→ Stated problem
Please change "floating" to "drifting" in the stretch from the start of the records through the line containing "[1055,20,1101,69]", and give only those lines back with nothing else altered.

.....

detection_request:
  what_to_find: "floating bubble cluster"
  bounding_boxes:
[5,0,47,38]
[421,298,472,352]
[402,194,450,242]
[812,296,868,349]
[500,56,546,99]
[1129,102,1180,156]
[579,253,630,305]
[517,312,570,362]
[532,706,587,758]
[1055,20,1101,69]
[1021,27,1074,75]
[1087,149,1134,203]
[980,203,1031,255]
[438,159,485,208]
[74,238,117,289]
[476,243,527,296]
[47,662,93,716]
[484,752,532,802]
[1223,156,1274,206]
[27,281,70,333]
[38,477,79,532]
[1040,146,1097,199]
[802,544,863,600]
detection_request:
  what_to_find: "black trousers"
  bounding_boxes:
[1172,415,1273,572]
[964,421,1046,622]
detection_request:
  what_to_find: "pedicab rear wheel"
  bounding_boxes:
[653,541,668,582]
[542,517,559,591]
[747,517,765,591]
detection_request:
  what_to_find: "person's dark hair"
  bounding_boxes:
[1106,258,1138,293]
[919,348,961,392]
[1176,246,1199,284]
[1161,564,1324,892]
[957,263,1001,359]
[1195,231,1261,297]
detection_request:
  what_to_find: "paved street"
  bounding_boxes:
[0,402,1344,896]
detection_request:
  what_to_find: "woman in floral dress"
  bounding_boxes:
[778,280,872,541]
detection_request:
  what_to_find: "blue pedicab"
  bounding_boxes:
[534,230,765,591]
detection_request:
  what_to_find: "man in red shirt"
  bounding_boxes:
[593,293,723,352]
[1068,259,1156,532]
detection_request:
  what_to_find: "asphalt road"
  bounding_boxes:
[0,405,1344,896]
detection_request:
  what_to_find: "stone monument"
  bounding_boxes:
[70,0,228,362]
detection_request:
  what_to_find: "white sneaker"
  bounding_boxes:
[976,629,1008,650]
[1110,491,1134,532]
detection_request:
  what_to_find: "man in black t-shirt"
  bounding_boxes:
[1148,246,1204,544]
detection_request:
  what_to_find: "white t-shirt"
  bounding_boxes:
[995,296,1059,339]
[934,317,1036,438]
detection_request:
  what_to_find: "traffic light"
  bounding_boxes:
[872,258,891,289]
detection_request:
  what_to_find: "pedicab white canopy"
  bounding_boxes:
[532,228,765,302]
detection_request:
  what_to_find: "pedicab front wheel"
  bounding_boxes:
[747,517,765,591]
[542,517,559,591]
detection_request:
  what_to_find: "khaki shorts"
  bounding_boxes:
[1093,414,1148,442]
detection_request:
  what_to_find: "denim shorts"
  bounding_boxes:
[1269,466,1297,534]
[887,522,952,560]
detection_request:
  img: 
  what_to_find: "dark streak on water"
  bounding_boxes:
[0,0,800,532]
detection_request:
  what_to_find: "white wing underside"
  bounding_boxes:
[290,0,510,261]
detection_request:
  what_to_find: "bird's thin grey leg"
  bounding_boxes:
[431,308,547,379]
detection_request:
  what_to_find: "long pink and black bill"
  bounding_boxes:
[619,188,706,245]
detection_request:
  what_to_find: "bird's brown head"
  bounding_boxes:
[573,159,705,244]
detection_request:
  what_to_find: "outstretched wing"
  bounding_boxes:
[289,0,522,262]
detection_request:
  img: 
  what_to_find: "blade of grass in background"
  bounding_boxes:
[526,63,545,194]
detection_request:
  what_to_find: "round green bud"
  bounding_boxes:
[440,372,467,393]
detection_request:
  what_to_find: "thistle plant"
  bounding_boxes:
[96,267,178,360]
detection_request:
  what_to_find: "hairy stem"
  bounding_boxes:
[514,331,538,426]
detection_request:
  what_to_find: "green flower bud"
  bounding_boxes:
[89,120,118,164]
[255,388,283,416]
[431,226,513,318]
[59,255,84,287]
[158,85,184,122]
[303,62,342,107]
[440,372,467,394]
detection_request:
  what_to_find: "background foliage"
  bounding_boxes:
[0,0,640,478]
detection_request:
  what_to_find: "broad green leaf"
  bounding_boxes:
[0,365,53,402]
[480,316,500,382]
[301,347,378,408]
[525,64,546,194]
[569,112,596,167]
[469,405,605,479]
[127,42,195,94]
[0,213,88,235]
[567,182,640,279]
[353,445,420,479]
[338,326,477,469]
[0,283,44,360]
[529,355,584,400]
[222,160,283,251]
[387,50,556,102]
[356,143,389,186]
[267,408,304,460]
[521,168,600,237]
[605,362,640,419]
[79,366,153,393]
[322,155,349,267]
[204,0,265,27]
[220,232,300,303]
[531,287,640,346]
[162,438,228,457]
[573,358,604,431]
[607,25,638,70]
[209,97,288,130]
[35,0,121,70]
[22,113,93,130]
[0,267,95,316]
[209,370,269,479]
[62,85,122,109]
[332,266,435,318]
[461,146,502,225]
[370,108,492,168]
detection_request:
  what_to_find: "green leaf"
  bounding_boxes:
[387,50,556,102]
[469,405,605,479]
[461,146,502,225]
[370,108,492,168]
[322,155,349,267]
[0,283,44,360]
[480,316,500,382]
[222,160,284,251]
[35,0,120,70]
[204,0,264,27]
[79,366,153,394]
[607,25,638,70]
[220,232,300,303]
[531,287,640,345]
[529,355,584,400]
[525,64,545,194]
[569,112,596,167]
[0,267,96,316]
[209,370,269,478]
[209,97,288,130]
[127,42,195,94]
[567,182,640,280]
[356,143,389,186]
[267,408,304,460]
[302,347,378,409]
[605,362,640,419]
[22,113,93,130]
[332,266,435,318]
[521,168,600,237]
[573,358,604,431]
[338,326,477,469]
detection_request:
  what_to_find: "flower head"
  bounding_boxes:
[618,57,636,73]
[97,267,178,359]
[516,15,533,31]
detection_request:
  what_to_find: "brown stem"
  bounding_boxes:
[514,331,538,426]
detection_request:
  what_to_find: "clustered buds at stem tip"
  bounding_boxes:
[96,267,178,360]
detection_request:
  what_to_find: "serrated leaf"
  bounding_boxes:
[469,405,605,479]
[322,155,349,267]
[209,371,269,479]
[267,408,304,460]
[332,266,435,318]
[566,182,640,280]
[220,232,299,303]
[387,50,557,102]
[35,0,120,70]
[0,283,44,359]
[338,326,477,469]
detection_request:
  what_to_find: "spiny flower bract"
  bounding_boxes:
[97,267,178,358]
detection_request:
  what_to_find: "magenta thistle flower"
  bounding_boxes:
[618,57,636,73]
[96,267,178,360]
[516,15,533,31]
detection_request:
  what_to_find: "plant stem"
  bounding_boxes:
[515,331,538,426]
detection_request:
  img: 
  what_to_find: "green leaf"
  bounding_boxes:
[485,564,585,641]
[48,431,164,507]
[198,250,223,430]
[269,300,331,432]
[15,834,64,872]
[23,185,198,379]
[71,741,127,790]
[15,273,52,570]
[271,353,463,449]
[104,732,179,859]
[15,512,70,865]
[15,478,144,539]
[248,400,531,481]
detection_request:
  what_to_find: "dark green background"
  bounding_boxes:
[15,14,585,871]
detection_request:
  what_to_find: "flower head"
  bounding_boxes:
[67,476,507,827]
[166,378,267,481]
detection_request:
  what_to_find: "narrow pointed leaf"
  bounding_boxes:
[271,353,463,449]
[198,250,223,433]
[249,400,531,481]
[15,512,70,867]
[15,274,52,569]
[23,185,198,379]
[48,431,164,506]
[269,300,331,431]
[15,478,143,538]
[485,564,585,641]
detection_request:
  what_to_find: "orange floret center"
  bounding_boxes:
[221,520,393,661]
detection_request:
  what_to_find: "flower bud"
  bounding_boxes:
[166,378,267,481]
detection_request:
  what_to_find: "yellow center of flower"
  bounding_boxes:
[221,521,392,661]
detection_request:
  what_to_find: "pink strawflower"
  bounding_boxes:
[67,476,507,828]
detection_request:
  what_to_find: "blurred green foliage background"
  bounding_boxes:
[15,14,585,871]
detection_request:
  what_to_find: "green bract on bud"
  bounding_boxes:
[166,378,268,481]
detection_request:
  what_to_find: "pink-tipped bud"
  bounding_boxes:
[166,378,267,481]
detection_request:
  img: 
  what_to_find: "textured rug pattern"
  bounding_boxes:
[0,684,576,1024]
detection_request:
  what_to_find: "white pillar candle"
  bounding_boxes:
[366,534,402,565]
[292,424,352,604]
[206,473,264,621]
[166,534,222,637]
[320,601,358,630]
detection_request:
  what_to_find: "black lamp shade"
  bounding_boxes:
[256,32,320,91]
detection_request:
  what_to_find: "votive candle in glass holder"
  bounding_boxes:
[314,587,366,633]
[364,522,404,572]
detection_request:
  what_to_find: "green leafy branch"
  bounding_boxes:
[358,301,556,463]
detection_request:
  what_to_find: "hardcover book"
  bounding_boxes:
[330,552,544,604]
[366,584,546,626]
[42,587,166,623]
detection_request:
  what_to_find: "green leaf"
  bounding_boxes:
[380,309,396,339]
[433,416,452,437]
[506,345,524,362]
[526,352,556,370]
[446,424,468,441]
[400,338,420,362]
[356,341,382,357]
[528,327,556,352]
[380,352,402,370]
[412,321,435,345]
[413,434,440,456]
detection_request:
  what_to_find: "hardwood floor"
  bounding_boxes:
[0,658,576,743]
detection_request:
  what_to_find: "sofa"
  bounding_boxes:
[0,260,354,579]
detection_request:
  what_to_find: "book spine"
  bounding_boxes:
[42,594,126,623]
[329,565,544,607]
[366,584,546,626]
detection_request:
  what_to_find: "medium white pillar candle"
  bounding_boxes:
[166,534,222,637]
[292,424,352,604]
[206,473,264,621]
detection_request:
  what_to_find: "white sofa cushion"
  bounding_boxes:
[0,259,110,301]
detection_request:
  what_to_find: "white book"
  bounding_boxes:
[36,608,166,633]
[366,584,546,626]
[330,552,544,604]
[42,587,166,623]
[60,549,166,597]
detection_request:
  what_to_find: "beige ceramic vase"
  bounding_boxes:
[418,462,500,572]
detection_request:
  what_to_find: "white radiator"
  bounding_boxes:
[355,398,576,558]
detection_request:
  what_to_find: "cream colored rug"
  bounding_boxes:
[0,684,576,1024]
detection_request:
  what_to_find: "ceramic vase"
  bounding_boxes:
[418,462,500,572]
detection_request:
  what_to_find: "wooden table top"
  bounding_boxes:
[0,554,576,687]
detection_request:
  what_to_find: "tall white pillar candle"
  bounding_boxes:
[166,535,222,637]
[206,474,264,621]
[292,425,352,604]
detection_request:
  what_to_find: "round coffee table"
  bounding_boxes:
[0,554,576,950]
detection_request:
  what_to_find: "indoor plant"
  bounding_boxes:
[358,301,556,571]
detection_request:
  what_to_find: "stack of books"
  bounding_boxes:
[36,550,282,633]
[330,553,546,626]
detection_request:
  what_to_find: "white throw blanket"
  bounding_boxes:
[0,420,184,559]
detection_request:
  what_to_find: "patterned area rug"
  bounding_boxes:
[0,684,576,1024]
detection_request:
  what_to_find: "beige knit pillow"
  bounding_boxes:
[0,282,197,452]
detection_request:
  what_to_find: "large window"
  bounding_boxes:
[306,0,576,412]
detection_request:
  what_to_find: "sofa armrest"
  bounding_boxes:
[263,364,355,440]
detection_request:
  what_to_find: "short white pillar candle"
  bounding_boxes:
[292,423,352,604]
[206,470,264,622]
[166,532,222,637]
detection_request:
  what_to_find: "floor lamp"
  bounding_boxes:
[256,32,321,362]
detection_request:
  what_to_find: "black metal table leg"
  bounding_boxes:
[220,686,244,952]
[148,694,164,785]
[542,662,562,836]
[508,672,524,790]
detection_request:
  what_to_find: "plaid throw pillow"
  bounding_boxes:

.....

→ Solution
detection_request:
  what_to_find: "drifting bubble cluster"
  bounding_boxes:
[5,0,47,38]
[421,298,472,352]
[402,194,450,242]
[812,296,868,349]
[500,56,546,99]
[1129,102,1180,156]
[579,253,630,305]
[517,312,570,362]
[532,706,587,758]
[1055,20,1101,69]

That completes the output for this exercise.